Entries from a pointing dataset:
============================================================
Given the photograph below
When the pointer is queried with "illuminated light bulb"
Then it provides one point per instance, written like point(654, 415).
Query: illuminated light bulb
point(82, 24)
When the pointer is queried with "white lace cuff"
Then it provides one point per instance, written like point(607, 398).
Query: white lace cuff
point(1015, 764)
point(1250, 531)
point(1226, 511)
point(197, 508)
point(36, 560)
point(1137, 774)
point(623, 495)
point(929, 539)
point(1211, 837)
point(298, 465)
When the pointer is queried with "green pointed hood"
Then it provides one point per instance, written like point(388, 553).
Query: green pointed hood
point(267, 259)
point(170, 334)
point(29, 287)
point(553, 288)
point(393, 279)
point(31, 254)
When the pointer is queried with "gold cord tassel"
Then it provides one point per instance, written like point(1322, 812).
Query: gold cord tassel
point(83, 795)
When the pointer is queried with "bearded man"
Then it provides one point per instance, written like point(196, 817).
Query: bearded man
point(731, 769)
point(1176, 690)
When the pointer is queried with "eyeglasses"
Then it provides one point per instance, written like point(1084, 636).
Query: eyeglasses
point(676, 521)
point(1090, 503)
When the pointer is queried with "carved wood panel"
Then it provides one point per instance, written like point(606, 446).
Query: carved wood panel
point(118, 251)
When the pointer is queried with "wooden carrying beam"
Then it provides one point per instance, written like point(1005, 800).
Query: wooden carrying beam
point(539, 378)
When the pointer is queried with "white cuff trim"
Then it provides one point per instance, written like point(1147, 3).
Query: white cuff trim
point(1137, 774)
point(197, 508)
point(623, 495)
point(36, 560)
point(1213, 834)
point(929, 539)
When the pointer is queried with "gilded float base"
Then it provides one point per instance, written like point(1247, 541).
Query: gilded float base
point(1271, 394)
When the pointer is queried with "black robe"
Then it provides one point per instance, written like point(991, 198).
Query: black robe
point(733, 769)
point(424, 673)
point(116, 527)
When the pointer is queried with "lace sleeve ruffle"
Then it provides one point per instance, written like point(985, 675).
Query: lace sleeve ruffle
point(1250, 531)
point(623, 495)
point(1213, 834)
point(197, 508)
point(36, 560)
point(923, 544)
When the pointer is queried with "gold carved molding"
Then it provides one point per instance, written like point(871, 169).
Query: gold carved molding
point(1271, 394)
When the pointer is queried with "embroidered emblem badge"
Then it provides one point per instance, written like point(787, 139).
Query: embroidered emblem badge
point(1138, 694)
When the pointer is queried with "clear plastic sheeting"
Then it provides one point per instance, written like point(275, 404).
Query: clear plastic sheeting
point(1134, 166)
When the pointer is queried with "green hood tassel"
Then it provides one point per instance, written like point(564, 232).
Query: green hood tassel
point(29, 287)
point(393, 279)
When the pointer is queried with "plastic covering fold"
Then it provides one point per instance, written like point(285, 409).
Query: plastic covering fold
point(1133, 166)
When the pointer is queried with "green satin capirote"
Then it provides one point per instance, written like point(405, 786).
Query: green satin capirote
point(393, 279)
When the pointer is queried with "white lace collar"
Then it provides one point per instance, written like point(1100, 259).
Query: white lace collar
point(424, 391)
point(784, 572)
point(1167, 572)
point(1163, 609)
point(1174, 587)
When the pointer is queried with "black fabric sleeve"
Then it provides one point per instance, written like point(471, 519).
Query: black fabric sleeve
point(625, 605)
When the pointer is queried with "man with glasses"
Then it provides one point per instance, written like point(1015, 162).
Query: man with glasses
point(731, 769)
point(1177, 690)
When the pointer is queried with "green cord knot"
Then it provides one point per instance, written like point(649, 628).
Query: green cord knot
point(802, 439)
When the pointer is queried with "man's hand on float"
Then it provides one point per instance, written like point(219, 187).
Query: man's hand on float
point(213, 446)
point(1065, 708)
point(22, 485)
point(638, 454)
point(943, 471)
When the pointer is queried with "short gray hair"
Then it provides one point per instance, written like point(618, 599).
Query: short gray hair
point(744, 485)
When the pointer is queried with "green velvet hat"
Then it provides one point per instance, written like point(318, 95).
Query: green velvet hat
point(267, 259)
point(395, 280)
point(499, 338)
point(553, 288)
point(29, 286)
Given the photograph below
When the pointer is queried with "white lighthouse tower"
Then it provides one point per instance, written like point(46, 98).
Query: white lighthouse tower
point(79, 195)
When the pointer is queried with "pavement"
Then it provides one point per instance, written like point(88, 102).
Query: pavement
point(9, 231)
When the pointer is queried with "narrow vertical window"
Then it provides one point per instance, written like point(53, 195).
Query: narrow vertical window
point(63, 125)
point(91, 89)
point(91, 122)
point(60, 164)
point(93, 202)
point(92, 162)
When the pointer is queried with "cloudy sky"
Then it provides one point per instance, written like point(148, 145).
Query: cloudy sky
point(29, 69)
============================================================
EXERCISE - Copy each record from above exactly, and include every line.

ANSWER TO THIS EXERCISE -
Given the photograph below
When the pointer is queried with "illuminated light bulb"
Then it provides one point per instance, written like point(654, 415).
Query: illuminated light bulb
point(82, 24)
When the pointer is queried with "white lace cuff"
Then it provides one point per instance, written like point(607, 398).
Query: white lace cuff
point(1015, 764)
point(1250, 531)
point(1226, 511)
point(197, 508)
point(36, 560)
point(1137, 774)
point(623, 495)
point(929, 539)
point(1211, 837)
point(298, 465)
When the pointer is queried with "green pointed hood"
Then it provides one point per instance, written like point(388, 553).
Query: green pointed hood
point(267, 259)
point(170, 334)
point(29, 287)
point(553, 288)
point(393, 279)
point(31, 254)
When the pointer is queried with "gold cord tassel"
Then it provides one point per instance, written like point(1322, 812).
Query: gold cord tassel
point(83, 795)
When the pointer is queried with "bearded man"
Then it provides one point per instance, written like point(196, 817).
Query: bearded man
point(731, 769)
point(1176, 690)
When the pointer is queried with "eyeglasses"
Then it provides one point per instance, written like point(1084, 636).
Query: eyeglasses
point(676, 521)
point(1090, 503)
When the pointer is queried with "carved wood panel"
Then it provides one point per instance, written like point(606, 446).
Query: carved wood panel
point(118, 251)
When the pointer is queried with "wooden carrying beam"
Then it provides one point per instance, written like point(1005, 800).
Query: wooden carrying beam
point(539, 378)
When the pointer is queried with "white cuff trim"
Then it provides one point per instance, written like point(1147, 3).
Query: white cuff trim
point(1137, 774)
point(197, 508)
point(623, 495)
point(36, 560)
point(1213, 834)
point(929, 539)
When the pointer is queried with "gilded float base"
Then it provides one point per instance, written like point(1247, 541).
Query: gilded float base
point(1271, 394)
When the pointer is queried with "black robe"
Then it provides one point per instance, written like point(991, 198).
Query: black robe
point(733, 769)
point(424, 673)
point(116, 527)
When the pointer is queried with "lace sleeve ruffle"
Then it provides one point per instance, written like point(985, 675).
Query: lace sleeve ruffle
point(1250, 531)
point(623, 495)
point(1213, 834)
point(197, 508)
point(36, 560)
point(923, 544)
When the pointer is queried with "gold carved molding"
Then it provides one point per instance, written like point(871, 169).
Query: gold carved molding
point(1271, 394)
When the pointer is queried with "embroidered emblem badge"
Then it provides one point per instance, written like point(787, 139).
Query: embroidered emblem badge
point(1138, 694)
When the pointer is queried with "clear plastic sheeting"
Then it provides one point per instance, written like point(275, 404).
Query: clear plastic sheeting
point(1134, 166)
When the pointer is queried with "green hood tassel"
Then it provides one point per instance, written like point(564, 232).
Query: green hood tassel
point(29, 287)
point(393, 279)
When the pointer is queried with "plastic covering fold"
Then it provides one point per instance, written like point(285, 409).
Query: plastic covering fold
point(1133, 166)
When the pointer is queried with "green satin capirote"
Then it provides one point per instance, written like point(405, 786).
Query: green satin capirote
point(393, 279)
When the pointer is queried with "white lace collar"
Then it provides one point per instance, written like point(1100, 259).
Query: white lace collar
point(424, 391)
point(784, 572)
point(1167, 572)
point(1163, 609)
point(1174, 587)
When the pointer is queried with "black fabric sleeve"
Then it provides one point per instance, written like point(471, 519).
Query: black fabric sleeve
point(625, 605)
When the pointer is queried with "man with glasses"
Then it provides one point per instance, written like point(1015, 162).
Query: man with glasses
point(731, 769)
point(1177, 690)
When the pointer is queried with "green cord knot"
Then it provides one point per instance, written like point(649, 628).
Query: green cord knot
point(802, 439)
When the pointer is queried with "man's hand on float"
Then it provides one point per instance, written like point(219, 187).
Query: man's hand on float
point(213, 446)
point(1065, 708)
point(22, 485)
point(638, 454)
point(943, 471)
When the pointer is queried with "short gray hair"
Then it provides one point per instance, written like point(618, 599).
Query: short gray hair
point(744, 485)
When the pointer is queried with "green velvet hat"
Then it provides one point per instance, written like point(318, 95).
Query: green velvet hat
point(267, 259)
point(395, 280)
point(499, 338)
point(553, 288)
point(29, 286)
Given the photograph below
When the pointer is queried with "white lighthouse tower"
Then it provides one point per instance, written like point(46, 98).
Query: white lighthouse tower
point(79, 195)
When the pointer is queried with "pavement"
Then it provides one point per instance, written like point(88, 102).
Query: pavement
point(9, 231)
When the pointer is queried with "narrow vertical window"
Then it provides one point per instance, written like point(53, 195).
Query: narrow vertical window
point(63, 125)
point(91, 89)
point(91, 122)
point(60, 164)
point(93, 202)
point(92, 162)
When the pointer is queried with "cloudy sky"
Then it provides one point per instance, written like point(148, 145).
Query: cloudy sky
point(29, 69)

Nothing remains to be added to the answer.